The recent assassination of a highly ranked security official may reignite violence in Lebanon.
When Israel was bombing Beirut during the war of 2006, a colleague and I sat drinking a beer after a long, hard day, listening to the explosions coming every few minutes from the southern suburbs. "Is this what it felt like to be somewhere in central Europe in the 1930s?" he mused. Comparisons are never exact, but I saw what he meant. Lebanon and the region were dogged not just by the violence of that year's war, but also by a gnawing feeling that the future could contain something worse.
In Lebanon one of the strongest counterweights to the predictions of bad times ahead is the memory of bad times in the past. Fifteen years of civil war in the Seventies and Eighties left many scars.
Lebanon has managed to survive a succession of serious crises since the assassination – by Syria, bereaved supporters say – of former prime minister Rafik Hariri in 2005. A year later there was a war with Israel, in 2007 a protracted battle with jihadists in a Palestinian refugee camp and there was a minicivil war in 2008. The list goes on.
For every Lebanese person I have spoken to in the past few days, the assassination on October 19 of General Wissam al-Hassan – the most important security official in the country – is every bit as serious and could have even greater consequences. Faisal Karami – one of Lebanon's rising politicians, the son and nephew of past prime ministers – did not try to play down the seriousness of what had happened.
"He was killed right in the middle of Beirut. It's one of the most dangerous moments for Lebanon since independence in the 1940s," he said.
In the slums of Jabal Mohsen and Bab al-Tabbanneh a few miles away, Sunni gunmen were trading bullets with Lebanese Alawites from the same Shia sect as President Bashar al-Assad and his supporters. "We've already got a mini civil war going. People are being shot in the streets."
Powerful foreigners
In every recent crisis, despite dire predictions, Lebanon's leaders, often with foreign help, have found a way to restore a certain sense of quiet in a country that has never been properly stable. What makes it harder is the civil war in Syria, a short drive away, and the uncertainty across the Middle East. In the region people have no idea what will happen a month from now, let alone next year.
Lebanon's curse is that it does not control its own fate. Leaders depend on the alliances they make with powerful foreigners. Inevitably, that makes them party to their patrons' quarrels. The alliances are partly based on sectarian sympathy and plug Lebanon into one of the region's most basic conflicts – between the allies of Saudi Arabia and the West and those who support Iran. The leader of Lebanon's Sunnis, Saad Hariri, is the client of Sunni Saudi Arabia, which is doing all it can to unseat the Assad regime in Syria. The Assads, with Shia Iran, are the patrons of Hezbollah, the movement of fighters and politicians that is the most powerful force in Lebanon.

▶ _Data lines_:
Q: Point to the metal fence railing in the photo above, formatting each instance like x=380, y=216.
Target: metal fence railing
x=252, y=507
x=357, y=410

▶ _Your goal_: In two sentences, summarize the article about Lebanon.

▶ _Task output_: The October 19 assassination of General Wissam al-Hassan, Lebanon's most important security official, strikes the Lebanese the writer has spoken to as at least as serious as the crises the country has survived since Rafik Hariri's killing in 2005, and it may reignite violence. Lebanon's leaders, often with foreign help, have restored some quiet after past crises, but Syria's civil war makes that harder, and because the country does not control its own fate, its leaders are drawn into the quarrels of their foreign patrons, such as Saudi Arabia on one side and Iran and the Assads on the other.